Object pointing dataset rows
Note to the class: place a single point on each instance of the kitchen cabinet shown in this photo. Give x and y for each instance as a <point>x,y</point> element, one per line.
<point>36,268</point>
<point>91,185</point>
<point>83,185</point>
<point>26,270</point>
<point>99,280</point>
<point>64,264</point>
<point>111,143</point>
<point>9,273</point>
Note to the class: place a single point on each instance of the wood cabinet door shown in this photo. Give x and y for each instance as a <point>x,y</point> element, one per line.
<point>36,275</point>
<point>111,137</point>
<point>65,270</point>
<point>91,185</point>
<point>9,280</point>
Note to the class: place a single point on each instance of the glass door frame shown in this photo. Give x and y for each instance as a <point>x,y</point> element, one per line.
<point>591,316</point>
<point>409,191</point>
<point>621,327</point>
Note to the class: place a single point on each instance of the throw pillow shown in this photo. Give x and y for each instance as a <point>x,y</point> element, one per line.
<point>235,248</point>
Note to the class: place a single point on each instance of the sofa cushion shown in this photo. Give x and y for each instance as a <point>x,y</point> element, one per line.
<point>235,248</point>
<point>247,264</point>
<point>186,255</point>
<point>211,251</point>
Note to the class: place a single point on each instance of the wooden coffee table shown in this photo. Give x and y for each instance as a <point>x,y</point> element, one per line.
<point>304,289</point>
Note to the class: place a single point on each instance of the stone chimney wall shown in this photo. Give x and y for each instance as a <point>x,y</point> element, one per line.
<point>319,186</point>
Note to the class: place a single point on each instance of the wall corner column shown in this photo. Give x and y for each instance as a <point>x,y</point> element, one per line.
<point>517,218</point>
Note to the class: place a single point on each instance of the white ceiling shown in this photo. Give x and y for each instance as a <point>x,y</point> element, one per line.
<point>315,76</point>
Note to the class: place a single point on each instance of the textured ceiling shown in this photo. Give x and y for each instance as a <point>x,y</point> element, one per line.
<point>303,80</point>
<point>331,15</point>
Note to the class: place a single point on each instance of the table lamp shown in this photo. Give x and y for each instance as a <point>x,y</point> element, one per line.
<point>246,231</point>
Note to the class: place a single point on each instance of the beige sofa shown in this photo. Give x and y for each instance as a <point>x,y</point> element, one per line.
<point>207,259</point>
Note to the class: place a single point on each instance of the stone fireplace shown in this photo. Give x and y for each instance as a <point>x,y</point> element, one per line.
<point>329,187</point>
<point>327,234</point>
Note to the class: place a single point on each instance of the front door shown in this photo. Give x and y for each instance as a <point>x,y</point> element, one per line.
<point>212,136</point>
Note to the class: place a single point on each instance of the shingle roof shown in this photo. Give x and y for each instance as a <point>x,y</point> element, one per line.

◆ Exercise: Locate the line that contains "of the white". Repeat it and every line after it, up to and including the final line, exactly.

◆ Task solution:
Note to the class: place a single point on each instance of the white ceiling shown in this photo. Give x and y for each instance as a <point>x,y</point> element, one per line.
<point>315,76</point>
Note to the class: place a single point on each instance of the textured ceiling shown in this photo. Give x and y for each instance as a <point>x,y</point> element, one per line.
<point>303,80</point>
<point>331,15</point>
Note to the class: place a single point on each instance of the table lamp shown in this photo. Give x and y for each instance as a <point>x,y</point> element, one per line.
<point>246,231</point>
Note to the class: place a single point on each instance of the beige sofa shown in this photo. Give x and y for each instance as a <point>x,y</point> element, one per line.
<point>207,259</point>
Note to the class: place a single point on each instance of the stone fireplace shown in this photo. Give x and y for each instance as a <point>x,y</point> element, one per line.
<point>329,187</point>
<point>327,234</point>
Note to the class: place a single point on each instance of the front door shown in this photo. Give x and y for each instance as a <point>x,y</point> element, one per line.
<point>212,136</point>
Note to the class: place a single point on each instance of the shingle roof shown in this photo. Give x and y for each instance as a <point>x,y</point> element, one per line.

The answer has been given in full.